### Information shown
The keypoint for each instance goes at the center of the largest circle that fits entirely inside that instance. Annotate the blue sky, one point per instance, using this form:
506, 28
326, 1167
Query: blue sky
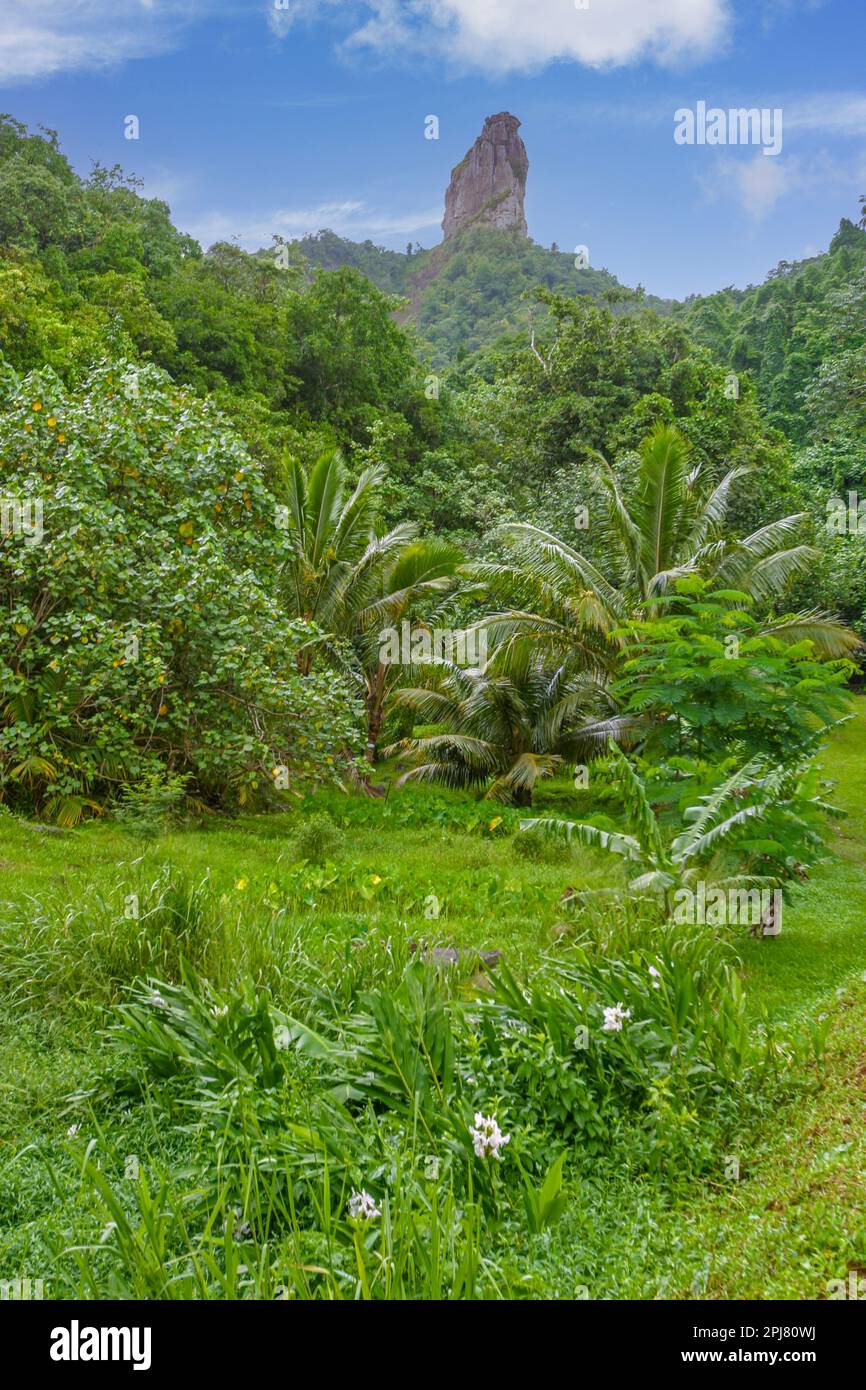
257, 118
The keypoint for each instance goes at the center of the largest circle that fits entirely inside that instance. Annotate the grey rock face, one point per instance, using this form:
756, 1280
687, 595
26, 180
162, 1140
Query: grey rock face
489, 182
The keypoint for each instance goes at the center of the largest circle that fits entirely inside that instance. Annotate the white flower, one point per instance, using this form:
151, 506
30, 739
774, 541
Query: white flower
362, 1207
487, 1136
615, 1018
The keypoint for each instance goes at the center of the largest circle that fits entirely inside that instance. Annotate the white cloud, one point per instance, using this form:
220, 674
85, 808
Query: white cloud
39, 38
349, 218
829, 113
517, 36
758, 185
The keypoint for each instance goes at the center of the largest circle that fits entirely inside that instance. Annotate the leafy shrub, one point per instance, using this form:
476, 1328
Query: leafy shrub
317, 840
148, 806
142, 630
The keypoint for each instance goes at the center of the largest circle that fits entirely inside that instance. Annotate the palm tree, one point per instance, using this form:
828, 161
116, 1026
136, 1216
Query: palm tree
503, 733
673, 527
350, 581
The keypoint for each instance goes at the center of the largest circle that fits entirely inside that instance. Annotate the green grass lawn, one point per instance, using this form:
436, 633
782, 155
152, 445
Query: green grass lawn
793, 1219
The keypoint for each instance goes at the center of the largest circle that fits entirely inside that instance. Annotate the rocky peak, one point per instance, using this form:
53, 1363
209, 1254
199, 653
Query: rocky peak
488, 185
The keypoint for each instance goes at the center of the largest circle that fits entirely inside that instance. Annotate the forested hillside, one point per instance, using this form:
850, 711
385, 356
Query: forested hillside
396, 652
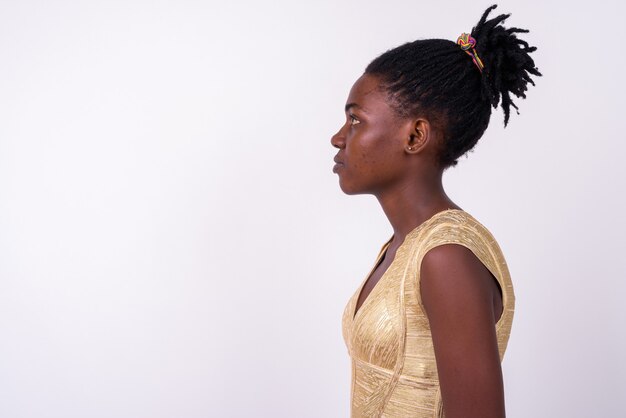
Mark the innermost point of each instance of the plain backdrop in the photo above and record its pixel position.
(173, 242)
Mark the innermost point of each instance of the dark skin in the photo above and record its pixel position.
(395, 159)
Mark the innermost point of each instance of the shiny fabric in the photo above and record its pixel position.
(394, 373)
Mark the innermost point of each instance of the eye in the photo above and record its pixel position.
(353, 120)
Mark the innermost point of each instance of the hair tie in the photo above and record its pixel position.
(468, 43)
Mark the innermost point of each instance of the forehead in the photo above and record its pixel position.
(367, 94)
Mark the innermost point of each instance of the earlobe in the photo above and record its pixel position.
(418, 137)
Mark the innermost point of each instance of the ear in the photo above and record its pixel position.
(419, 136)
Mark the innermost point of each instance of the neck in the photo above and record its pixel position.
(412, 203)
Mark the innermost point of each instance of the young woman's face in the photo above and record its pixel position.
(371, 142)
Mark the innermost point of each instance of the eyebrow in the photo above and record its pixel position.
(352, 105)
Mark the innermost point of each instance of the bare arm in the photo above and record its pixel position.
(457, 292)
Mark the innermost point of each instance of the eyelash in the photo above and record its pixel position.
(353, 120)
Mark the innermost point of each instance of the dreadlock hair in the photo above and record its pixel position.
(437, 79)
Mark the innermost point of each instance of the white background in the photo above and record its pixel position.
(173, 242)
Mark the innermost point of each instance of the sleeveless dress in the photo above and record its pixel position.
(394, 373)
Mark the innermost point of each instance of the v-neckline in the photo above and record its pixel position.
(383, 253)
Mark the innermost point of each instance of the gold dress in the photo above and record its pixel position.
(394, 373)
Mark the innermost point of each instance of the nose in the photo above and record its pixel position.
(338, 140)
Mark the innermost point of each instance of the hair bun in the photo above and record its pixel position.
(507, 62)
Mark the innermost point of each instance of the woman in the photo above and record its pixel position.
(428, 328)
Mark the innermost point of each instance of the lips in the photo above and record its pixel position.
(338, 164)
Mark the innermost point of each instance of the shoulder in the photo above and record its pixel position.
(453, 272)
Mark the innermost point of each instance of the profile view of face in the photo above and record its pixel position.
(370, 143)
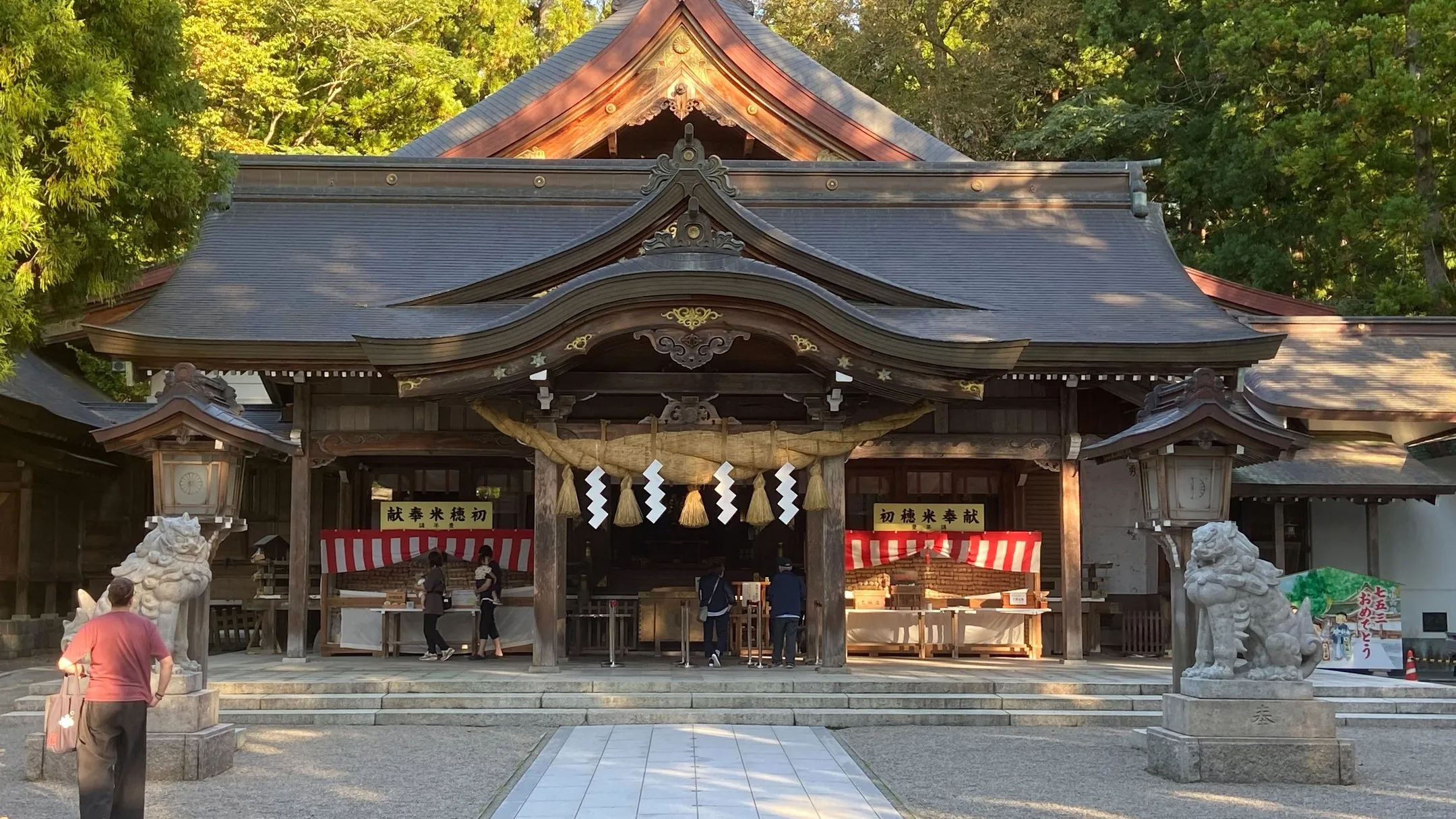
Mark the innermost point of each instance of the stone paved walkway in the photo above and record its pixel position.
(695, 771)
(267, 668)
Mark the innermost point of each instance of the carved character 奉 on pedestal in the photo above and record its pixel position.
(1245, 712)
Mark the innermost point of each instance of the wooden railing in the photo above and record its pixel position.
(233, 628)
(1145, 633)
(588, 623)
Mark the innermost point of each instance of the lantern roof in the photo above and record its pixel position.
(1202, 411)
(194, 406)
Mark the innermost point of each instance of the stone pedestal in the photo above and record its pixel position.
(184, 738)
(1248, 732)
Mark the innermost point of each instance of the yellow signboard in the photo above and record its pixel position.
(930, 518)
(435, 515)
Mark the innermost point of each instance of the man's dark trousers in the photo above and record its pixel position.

### Assignment
Make a word-for-word repeat of the material, skipping all pictures.

### Finished task
The keypoint for each instance goes at the center of the largest circle that fits entirely inside that instance. Annotate the blue sky, one point per instance, using this form:
506, 28
326, 1167
Query: blue sky
257, 118
The keypoint for each instance goes at the center of the largest circle that fits entirely inside that instance. Annotate the grey rock face, one point per instance, using this form:
756, 1280
687, 595
26, 180
162, 1140
Query: grey rock face
489, 182
The keypoint for each instance goes at the center of the largest circle that fits entirely inside that instance. Annotate the white flower, one point per instance, using this form:
151, 506
30, 739
774, 541
Query: white flower
362, 1207
487, 1136
615, 1018
The keypoint for each instance goes at the center of the largest circle that fits entirely inside that instance. Annotate the white cloud, one point per instance, using this form:
220, 674
85, 808
Query: white cloud
39, 38
349, 218
829, 113
517, 36
758, 185
The keypoint for each instance goes at the center of the largest circle that fits entirely inside that instance. Annotate the leafy shrub, one point per instance, using this form:
476, 1328
Query: leafy shrub
317, 840
148, 806
142, 630
The keypoint for each instance goes at the center of the largest circle that fits entirely inside that instance. Annotate the palm tree, one point per instance, using this form:
828, 161
116, 1026
136, 1216
Query: palm tree
503, 733
673, 527
350, 581
The keypoint for each instance goes at the center of the largest circle that fits entirely inside that instance. Annotate the green grass lawn, one point per instance, using this form:
436, 633
782, 155
152, 445
Query: green grass lawn
793, 1219
The keypoint for each instance goes at the center of the largest circle that fits entirely inside that instance. Annotate the rocky peak, one point per instance, using this form:
53, 1363
209, 1254
199, 653
Query: rocky peak
488, 185
The keypoint for each instance goes at the center of the largest circle that fits entirely inside that instance. Annotate the forested hillside, one point per instance, using this form:
850, 711
385, 356
Query: forested hillside
396, 652
Mark the innermost point of each instance of the plain backdrop in the photo above and record its pixel position.
(173, 242)
Mark the innermost point of each instance of the dark skin in the photo above and record its pixel position.
(395, 159)
Mark the innermost point of each instance of the shiny fabric in the photo above and record its pixel position.
(394, 373)
Mark the innermost point of each instance of the eye in the photo above and record its pixel position.
(353, 120)
Mark the innermost point of each instance of the hair tie in the photo above and record its pixel position.
(468, 43)
Mark the innermost point of each instance of the forehead in the photo above and record its pixel position.
(367, 94)
Mark the innermost point of each instance of the earlobe in the photo above and record its pixel position.
(418, 137)
Mark the innermost point of each instance of the ear in the photo above and record its pixel position.
(419, 136)
Mark the innermost point of each instance of the neck in the photo above and record its pixel position.
(412, 203)
Mark the innermost point of each instance of the young woman's face in the photo above and record its pixel position.
(371, 142)
Mark the innermost point of each instance of the eyebrow in the photo above and record its pixel position.
(352, 105)
Mark the innermost point of each instance of the bare arm in the photo above and record its pixel position.
(457, 292)
Mark the innermost point of each instance of the eyelash in the photo above and record its pixel position.
(353, 120)
Mark the innermost point of each instance of the dreadlock hair in the photo above and record its pixel position.
(437, 79)
Mark the innermost point of each instance of the white background in the photo above and record its pixel position.
(173, 242)
Mark the innermost point of each instance of the sleeveless dress in the photo above and record its pixel position.
(394, 373)
Mark the innermost point of each instance of the v-neckline in the photo above and record its pixel position.
(383, 253)
Mark the innermost point of each instance of the gold dress in the photo above and record its pixel position.
(394, 373)
Mark the innermost point of each instance of the nose in the photo above and record its pixel position.
(338, 140)
Mark the innermost point of each instance of the hair bun in the photo above and record its pixel position.
(507, 62)
Mark the innermost point of each instance of the woman in the photo above and record its pixel position.
(428, 328)
Mark the innermost point of each instance of the lips in the photo above and record its pixel position.
(338, 164)
Mark the innermost point of each instance of the shoulder in the photo above and record its pixel position.
(453, 272)
Mark the innermost point of each instance of the profile view of face in the photo above and record its pixel position.
(370, 143)
Mark the innermost point of each instance of the stone paved walkway in the photo above and record its pixel position.
(695, 771)
(267, 668)
Mark the innermost point of each instance of the carved character 奉 on pedestal in the photo above and record its pixel position.
(1245, 712)
Mark the innermost point of each instance of the wooden railing in the photo above and record its pixel position.
(233, 628)
(1145, 633)
(588, 623)
Mark the innermost point of each instance of the lantern roof in the photo above and record its pixel position.
(1202, 411)
(194, 406)
Mark the innermost point of each instance of the stone pedestal in the photo above and record its pixel position.
(184, 738)
(1248, 732)
Mark the innermost point of each instance of the yellow signboard in the photo above and record its pixel position.
(930, 518)
(435, 515)
Mark the innermost point of each instance of the man's dark trousers in the photo above and record its pixel position.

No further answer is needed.